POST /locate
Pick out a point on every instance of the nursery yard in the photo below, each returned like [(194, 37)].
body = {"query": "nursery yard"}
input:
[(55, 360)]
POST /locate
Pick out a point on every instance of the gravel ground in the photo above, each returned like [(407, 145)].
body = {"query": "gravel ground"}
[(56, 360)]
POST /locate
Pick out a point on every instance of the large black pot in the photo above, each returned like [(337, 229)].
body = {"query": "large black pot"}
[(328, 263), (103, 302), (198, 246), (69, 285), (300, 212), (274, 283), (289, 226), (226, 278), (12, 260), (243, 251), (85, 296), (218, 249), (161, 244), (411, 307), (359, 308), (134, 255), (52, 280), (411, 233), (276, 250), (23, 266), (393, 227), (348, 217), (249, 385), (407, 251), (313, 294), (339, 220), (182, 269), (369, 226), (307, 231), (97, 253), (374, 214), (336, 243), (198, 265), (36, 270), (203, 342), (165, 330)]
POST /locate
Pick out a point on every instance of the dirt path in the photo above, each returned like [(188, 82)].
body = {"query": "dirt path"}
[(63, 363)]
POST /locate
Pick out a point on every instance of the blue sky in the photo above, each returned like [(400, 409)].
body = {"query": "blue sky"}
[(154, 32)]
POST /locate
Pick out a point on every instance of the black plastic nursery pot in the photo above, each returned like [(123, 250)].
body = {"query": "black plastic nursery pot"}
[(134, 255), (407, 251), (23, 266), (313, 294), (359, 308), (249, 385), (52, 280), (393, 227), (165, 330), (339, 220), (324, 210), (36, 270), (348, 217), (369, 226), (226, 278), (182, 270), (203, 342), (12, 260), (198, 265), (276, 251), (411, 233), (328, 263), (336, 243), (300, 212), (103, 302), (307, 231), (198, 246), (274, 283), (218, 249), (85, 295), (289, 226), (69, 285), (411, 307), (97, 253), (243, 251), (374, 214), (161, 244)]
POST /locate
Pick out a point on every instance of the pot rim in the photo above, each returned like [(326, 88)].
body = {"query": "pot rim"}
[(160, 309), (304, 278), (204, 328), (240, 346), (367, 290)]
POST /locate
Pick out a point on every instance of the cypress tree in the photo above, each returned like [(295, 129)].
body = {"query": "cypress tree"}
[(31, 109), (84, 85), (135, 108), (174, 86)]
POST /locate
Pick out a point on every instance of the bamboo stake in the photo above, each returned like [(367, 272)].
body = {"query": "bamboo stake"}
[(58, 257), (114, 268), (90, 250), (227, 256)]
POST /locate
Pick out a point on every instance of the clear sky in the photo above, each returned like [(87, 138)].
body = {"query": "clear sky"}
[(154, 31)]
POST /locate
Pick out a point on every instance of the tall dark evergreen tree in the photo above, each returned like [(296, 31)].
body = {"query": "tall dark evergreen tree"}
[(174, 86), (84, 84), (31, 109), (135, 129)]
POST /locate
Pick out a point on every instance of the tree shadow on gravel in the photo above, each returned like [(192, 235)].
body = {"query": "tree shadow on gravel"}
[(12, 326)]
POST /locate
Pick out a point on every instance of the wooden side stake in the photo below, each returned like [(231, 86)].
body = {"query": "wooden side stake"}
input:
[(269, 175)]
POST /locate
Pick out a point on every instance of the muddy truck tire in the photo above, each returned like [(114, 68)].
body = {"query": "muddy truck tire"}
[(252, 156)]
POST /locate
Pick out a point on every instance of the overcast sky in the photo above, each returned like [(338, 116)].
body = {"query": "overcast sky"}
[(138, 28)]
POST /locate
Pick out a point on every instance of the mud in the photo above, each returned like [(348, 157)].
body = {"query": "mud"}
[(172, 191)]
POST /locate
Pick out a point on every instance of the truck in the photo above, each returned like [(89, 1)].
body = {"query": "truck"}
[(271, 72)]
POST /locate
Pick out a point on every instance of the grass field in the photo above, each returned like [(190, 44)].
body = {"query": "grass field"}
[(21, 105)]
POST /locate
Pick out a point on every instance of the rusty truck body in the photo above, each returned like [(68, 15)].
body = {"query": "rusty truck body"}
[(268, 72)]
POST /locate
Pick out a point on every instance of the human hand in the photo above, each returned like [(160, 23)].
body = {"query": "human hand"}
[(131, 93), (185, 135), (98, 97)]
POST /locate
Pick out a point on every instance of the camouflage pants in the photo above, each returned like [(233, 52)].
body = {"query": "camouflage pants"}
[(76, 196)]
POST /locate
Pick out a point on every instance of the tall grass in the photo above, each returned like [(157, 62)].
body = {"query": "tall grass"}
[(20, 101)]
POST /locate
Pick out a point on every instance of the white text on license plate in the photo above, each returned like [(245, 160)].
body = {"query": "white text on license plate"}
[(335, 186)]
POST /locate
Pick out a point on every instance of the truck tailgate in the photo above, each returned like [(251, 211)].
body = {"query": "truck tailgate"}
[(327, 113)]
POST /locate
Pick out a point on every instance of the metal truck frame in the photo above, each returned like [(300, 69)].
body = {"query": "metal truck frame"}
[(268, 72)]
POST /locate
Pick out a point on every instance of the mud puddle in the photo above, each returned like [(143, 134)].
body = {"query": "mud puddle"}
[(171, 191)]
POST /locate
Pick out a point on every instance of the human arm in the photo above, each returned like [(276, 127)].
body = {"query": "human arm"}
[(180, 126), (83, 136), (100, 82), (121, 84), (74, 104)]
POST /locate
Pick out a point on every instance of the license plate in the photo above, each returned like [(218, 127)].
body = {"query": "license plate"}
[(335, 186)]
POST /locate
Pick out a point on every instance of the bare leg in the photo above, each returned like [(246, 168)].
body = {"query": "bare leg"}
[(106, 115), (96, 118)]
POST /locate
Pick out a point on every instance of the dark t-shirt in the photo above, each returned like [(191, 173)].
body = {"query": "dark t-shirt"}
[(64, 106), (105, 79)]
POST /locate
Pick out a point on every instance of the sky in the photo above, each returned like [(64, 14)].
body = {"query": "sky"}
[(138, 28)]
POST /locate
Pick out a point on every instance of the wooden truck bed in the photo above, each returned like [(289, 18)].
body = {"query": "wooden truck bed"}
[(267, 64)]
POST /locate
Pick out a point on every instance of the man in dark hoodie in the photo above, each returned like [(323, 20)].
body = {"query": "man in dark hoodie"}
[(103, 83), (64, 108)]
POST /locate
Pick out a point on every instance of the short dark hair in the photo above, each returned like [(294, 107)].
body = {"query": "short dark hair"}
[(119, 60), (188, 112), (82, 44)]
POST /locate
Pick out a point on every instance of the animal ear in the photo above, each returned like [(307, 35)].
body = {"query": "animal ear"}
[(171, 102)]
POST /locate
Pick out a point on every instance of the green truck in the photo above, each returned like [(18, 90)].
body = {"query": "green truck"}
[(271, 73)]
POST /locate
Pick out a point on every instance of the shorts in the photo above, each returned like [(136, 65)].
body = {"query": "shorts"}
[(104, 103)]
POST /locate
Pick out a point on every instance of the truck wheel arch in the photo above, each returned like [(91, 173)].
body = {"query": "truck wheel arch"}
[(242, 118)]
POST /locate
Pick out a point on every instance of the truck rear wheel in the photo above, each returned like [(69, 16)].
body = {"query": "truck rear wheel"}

--

An exact retyping of the full listing is required.

POST /locate
Pick out a point on every instance of the nursery yard in the photo below, each returned like [(194, 37)].
body = {"query": "nursery yard"}
input:
[(55, 360)]
POST /locate
Pick out a point on every instance of the gravel ground in the photo above, each returned like [(407, 145)].
body = {"query": "gravel ground"}
[(56, 360)]
POST /locate
Pick out a point on every instance of the large black pot in the photo above, each returned like [(337, 229)].
body = {"query": "large black pot"}
[(328, 263), (103, 302), (198, 246), (69, 285), (300, 212), (274, 283), (289, 226), (226, 278), (12, 260), (243, 251), (85, 296), (218, 249), (161, 244), (411, 307), (359, 308), (134, 255), (52, 280), (411, 233), (276, 250), (23, 266), (393, 227), (348, 217), (249, 385), (407, 251), (313, 294), (339, 220), (182, 269), (369, 226), (307, 231), (97, 253), (374, 214), (336, 243), (198, 265), (36, 270), (203, 342), (165, 330)]
POST /locate
Pick out a point on every instance of the dirt path in the photo above, each returned like [(188, 82)].
body = {"query": "dirt path"}
[(63, 363)]
POST /locate
Pick out a point on every instance of the blue sky in the photo above, each returned like [(400, 409)].
body = {"query": "blue sky"}
[(154, 32)]
POST /locate
Pick out a point on every instance of the black plastic nursery pot in the photo above, each returned like [(123, 250)].
body = {"query": "black plastic nursery pot"}
[(134, 255), (407, 251), (23, 266), (313, 294), (359, 308), (249, 385), (52, 280), (393, 227), (165, 330), (339, 220), (324, 210), (36, 270), (348, 217), (369, 226), (226, 278), (182, 270), (203, 342), (12, 260), (198, 265), (276, 251), (411, 233), (328, 263), (336, 243), (300, 212), (103, 302), (307, 231), (198, 246), (274, 283), (218, 249), (85, 295), (289, 226), (69, 285), (411, 307), (97, 253), (243, 251), (374, 214), (161, 244)]
POST /locate
Pick out a point on every instance of the pot rim in the photo above, each returned like [(326, 88)].
body = {"query": "pot rim"}
[(160, 309), (304, 278), (204, 328), (240, 346), (367, 290)]
POST /locate
Pick out a point on every instance of the cypress tree in the photo above, each returned like [(295, 129)].
body = {"query": "cypress tree"}
[(31, 109), (84, 85), (135, 108), (174, 86)]
POST /locate
Pick out a point on every instance of the bamboo stake in the photo above, each returned like [(367, 272)].
body = {"query": "bamboo stake"}
[(58, 257), (114, 268), (90, 250), (227, 256)]
POST /locate
Pick out a point on every instance of the clear sky in the photo above, each returned like [(87, 138)].
body = {"query": "clear sky"}
[(154, 31)]
POST /locate
Pick out a point on every instance of the tall dark evergreen tree in the photo above, each returned like [(296, 31)].
body = {"query": "tall dark evergreen tree"}
[(174, 86), (84, 84), (31, 109), (135, 129)]
POST /locate
Pick out a point on every instance of the tree shadow on gravel in the photo above, each returned like [(192, 235)].
body = {"query": "tree shadow on gravel"}
[(12, 326)]
POST /locate
Pick out a point on every instance of the wooden side stake in the photo below, each returned like [(231, 86)].
body = {"query": "wooden side stake"}
input:
[(269, 175)]
POST /locate
Pick out a point on every instance of the muddy truck tire in the photo above, each returned like [(114, 68)].
body = {"query": "muddy truck tire"}
[(252, 156)]
POST /locate
Pick out a point on every instance of the overcast sky in the photo above, each returned like [(338, 116)].
body = {"query": "overcast sky"}
[(138, 28)]
POST /locate
Pick out a point on every instance of the mud in the photo above, each returned like [(348, 157)].
body = {"query": "mud"}
[(172, 191)]
POST /locate
Pick out a point on every instance of the truck in the photo above, each returned like [(89, 1)].
body = {"query": "truck"}
[(271, 72)]
POST /locate
Pick out a point on every instance of the grass field in the photo above, each returned like [(190, 44)].
body = {"query": "grass field"}
[(21, 105)]
POST /locate
Pick out a point on every instance of the rusty truck body in the photo above, each returned like [(68, 15)].
body = {"query": "rusty truck body"}
[(268, 72)]
POST /locate
Pick out a point on every instance of the human hand in the photo above, each returned like [(160, 23)].
body = {"query": "human hand"}
[(131, 93), (185, 135), (98, 97)]
POST /locate
Pick out a point on every instance of the camouflage pants in the photo above, each returned like [(233, 52)].
body = {"query": "camouflage pants"}
[(76, 196)]
POST /locate
Pick out a point on every instance of the tall grass in the photo above, each returned like [(157, 62)].
body = {"query": "tall grass"}
[(20, 101)]
POST /locate
Pick out a point on every instance of the white text on license plate in the photo above, each returned like [(245, 160)].
body = {"query": "white text on license plate"}
[(335, 186)]
POST /locate
Pick out a point on every instance of the truck tailgate in the photo above, each returned like [(251, 211)].
body = {"query": "truck tailgate"}
[(327, 113)]
POST /locate
Pick out a point on every instance of the metal truck frame in the photo above, each returned like [(300, 69)].
body = {"query": "metal truck frame"}
[(268, 72)]
POST /locate
Pick out a point on every instance of the mud puddle in the photo above, each returned like [(143, 134)].
body = {"query": "mud puddle"}
[(171, 191)]
POST /locate
Pick out a point on every instance of the human arm in the photo above, each returned like [(276, 127)].
body = {"query": "human arm"}
[(180, 126), (83, 136), (100, 82), (121, 84), (74, 104)]
POST /locate
Pick out a point on every instance of the license plate in the photo above, each returned like [(218, 127)].
body = {"query": "license plate"}
[(335, 186)]
POST /locate
Pick out a point on every instance of the bare leg in the photo above, each returned like [(246, 168)].
body = {"query": "bare leg"}
[(106, 115), (96, 118)]
POST /locate
Pick out a point on every instance of the dark t-shirt in the photo above, each returned like [(191, 173)].
body = {"query": "dark t-shirt"}
[(64, 106), (105, 79)]
POST /locate
Pick out a point on every instance of the sky in the photo above, each returned like [(64, 14)].
body = {"query": "sky"}
[(138, 28)]
POST /locate
Pick out a point on every instance of the wooden truck bed in the photo above, each returned like [(289, 18)].
body = {"query": "wooden truck bed"}
[(267, 64)]
POST /locate
Pick out a point on every instance of the man in dark hoodie in the photo above, each returned like [(323, 20)].
body = {"query": "man in dark hoodie"}
[(103, 83), (64, 108)]
POST /locate
Pick out a point on every instance of the short dark hair in the photo above, each returned like [(294, 107)].
body = {"query": "short dark hair"}
[(119, 60), (188, 112), (82, 44)]
POST /locate
Pick out a point on every instance of the animal ear in the photo above, each returned like [(307, 35)].
body = {"query": "animal ear"}
[(171, 102)]
POST /locate
Pick out a point on every instance of the green truck in the photo above, each returned like [(18, 90)].
body = {"query": "green truck"}
[(271, 73)]
POST /locate
Pick out a point on every instance of the shorts in the photo above, each returned like [(136, 65)].
body = {"query": "shorts"}
[(104, 103)]
POST /locate
Pick out a point on every instance of the truck wheel arch in the photo above, each returned like [(91, 173)].
body = {"query": "truck wheel arch"}
[(242, 118)]
POST /locate
Pick out a point on every instance of the truck rear wheel in the photo above, each returned like [(69, 16)].
body = {"query": "truck rear wheel"}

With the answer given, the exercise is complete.